PASSAGE SHOWN:
--- START ---

Agencies Reveal New Priority Goals in Budget


Agencies Reveal New Priority Goals in Budget

Friday, February 23rd, 2018 - 10:25
The President’s FY 2019 budget released in mid-February was accompanied by a set of statutorily-required “Agency Priority Goals” and four-year strategic plans.

The GPRA Modernization Act requires agencies to develop a set of 3-5 two-year priority goals and the Trump Administration posted its first set of goals for major agencies on an updated website at the same time the FY 2019 budget was released. But the goals didn’t get the same billing as the budget

The website’s structure and navigability were taken to task by the Government Accountability Office, which described it as not very user-friendly in one report in 2013 and a second report in 2016. When the Trump Administration took office, it suspended quarterly updates on the priority goals it inherited from the Obama Administration.  It then launched a re-think of the design of the website, led by a team from 18F.  Their work should be finished by Fall 2018, so the content refresh is on a fairly static website that they acknowledge is still not very user-friendly.

Nevertheless, the site provides links to agencies’ four-year strategic plans and objectives (for the period FY 2018 – 2022), and two-year Agency Priority Goals (for the period FY 2018-2019).

--- END ---

EXERCISE INSTRUCTIONS:
1. Answer these questions from the article on agency priority goals:
(a) How many two-year priority goals does the GPRA Modernization Act require agencies to develop?
(b) Which office criticized the website, and in what years did it issue its reports?
(c) By when should the website redesign led by the 18F team be finished?
2. Reproduce the part of the article on agency priority goals that begins at the words "The website’s structure" and stops after "period FY 2018-2019).".

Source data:
--- START ---

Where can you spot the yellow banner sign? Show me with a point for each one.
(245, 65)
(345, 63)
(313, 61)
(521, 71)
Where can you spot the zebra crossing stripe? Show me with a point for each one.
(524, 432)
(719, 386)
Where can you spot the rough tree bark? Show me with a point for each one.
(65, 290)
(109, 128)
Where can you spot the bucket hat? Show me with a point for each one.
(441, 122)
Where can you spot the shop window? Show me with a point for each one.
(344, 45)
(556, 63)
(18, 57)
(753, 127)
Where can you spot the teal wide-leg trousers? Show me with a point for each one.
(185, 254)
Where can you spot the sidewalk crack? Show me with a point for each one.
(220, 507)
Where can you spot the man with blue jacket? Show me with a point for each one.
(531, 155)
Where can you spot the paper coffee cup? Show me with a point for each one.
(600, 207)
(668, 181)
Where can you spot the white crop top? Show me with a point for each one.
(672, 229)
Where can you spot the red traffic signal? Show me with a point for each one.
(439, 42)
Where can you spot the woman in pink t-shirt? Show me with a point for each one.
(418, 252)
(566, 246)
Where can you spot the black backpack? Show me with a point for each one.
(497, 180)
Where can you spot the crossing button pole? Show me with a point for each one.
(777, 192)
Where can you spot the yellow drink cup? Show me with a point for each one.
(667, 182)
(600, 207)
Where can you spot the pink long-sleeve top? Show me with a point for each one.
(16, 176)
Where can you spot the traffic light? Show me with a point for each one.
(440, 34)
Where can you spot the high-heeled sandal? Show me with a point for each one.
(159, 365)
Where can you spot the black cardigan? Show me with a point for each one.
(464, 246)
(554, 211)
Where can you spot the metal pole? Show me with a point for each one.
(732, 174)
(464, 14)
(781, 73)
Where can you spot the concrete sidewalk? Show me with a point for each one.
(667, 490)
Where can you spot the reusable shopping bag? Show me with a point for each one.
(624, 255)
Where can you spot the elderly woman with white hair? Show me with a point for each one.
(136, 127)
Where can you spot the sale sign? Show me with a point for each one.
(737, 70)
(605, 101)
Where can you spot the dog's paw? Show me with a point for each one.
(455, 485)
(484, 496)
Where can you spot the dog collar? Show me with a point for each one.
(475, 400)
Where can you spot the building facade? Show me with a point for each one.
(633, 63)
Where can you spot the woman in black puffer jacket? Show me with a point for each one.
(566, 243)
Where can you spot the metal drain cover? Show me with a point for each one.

--- END ---

RESULTS:
1.
(a) 3-5
(b) The Government Accountability Office, in 2013 and 2016
(c) Fall 2018

2.
The website’s structure and navigability were taken to task by the Government Accountability Office, which described it as not very user-friendly in one report in 2013 and a second report in 2016. When the Trump Administration took office, it suspended quarterly updates on the priority goals it inherited from the Obama Administration.  It then launched a re-think of the design of the website, led by a team from 18F.  Their work should be finished by Fall 2018, so the content refresh is on a fairly static website that they acknowledge is still not very user-friendly.

Nevertheless, the site provides links to agencies’ four-year strategic plans and objectives (for the period FY 2018 – 2022), and two-year Agency Priority Goals (for the period FY 2018-2019).